Any pictures in the records below should be skipped; write out everything else exactly.

**** Listed entries

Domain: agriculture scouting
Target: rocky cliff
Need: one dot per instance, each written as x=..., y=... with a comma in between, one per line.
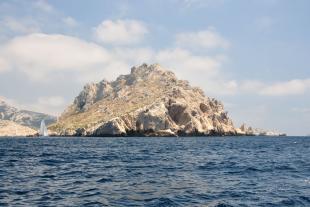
x=9, y=128
x=23, y=117
x=150, y=101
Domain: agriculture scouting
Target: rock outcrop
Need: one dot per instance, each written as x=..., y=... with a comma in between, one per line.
x=23, y=117
x=12, y=129
x=150, y=101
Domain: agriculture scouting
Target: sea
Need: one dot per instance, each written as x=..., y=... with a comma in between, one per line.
x=146, y=171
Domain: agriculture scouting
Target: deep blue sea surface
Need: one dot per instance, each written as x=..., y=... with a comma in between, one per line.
x=191, y=171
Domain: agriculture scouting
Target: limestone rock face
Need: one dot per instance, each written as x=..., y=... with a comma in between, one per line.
x=23, y=117
x=150, y=101
x=9, y=128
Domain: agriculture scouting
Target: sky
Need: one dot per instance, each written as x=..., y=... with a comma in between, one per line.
x=253, y=55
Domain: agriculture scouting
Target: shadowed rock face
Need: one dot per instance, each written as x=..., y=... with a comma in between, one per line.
x=24, y=117
x=150, y=101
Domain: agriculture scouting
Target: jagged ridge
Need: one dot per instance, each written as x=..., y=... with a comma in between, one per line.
x=148, y=101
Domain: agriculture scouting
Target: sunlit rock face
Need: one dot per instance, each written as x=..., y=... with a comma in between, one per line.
x=12, y=129
x=23, y=117
x=150, y=101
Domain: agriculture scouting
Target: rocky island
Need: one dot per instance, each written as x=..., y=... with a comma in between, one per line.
x=12, y=129
x=150, y=101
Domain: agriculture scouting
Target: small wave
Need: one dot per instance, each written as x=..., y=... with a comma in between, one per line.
x=104, y=180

********

## [Task answer]
Domain: agriculture scouting
Target: rocky cliff
Need: one dot per instance, each written as x=..., y=... with a comma in between, one per line.
x=9, y=128
x=23, y=117
x=150, y=101
Domain: agriculture scouting
Target: rock outcrop
Need: one dot per instance, each written as x=..., y=... with a comma in between, one per line.
x=23, y=117
x=12, y=129
x=150, y=101
Domain: agriculture scouting
Target: sea
Need: one dot per instance, each written as x=..., y=... with a comma in between, one per line.
x=146, y=171
Domain: agriculture scouting
Target: deep blue sea surface
Need: one dot per instance, each written as x=..., y=... with a comma in between, one per line.
x=191, y=171
Domain: agriculture scouting
Target: limestone rock face
Need: one dot per instance, each written as x=..., y=... with a comma in between, one per line.
x=23, y=117
x=150, y=101
x=9, y=128
Domain: agriculture scouting
Target: sky
Need: one dot per instance, each written as x=..., y=... with a comma in between, one per line.
x=253, y=55
Domain: agriculture scouting
Target: shadowed rock face
Need: one dot per instance, each written as x=..., y=... with a comma in between, one per line.
x=24, y=117
x=150, y=101
Domain: agriculture scouting
Target: jagged ridge
Need: one dot per instance, each written as x=..., y=... with a comma in between, one per line.
x=148, y=101
Domain: agriculture scouting
Target: sunlit rock face
Need: one dot per instance, each written as x=..., y=... with a comma in between, one per line.
x=12, y=129
x=23, y=117
x=150, y=101
Domain: agriculture scouting
Target: rocky island
Need: one dot per instance, each written as x=..., y=... with a comma in between, one per line.
x=12, y=129
x=150, y=101
Domain: agriculture scouting
Target: small wave
Need: one dot per instance, each written as x=..., y=... with a comma in between, one per line.
x=104, y=180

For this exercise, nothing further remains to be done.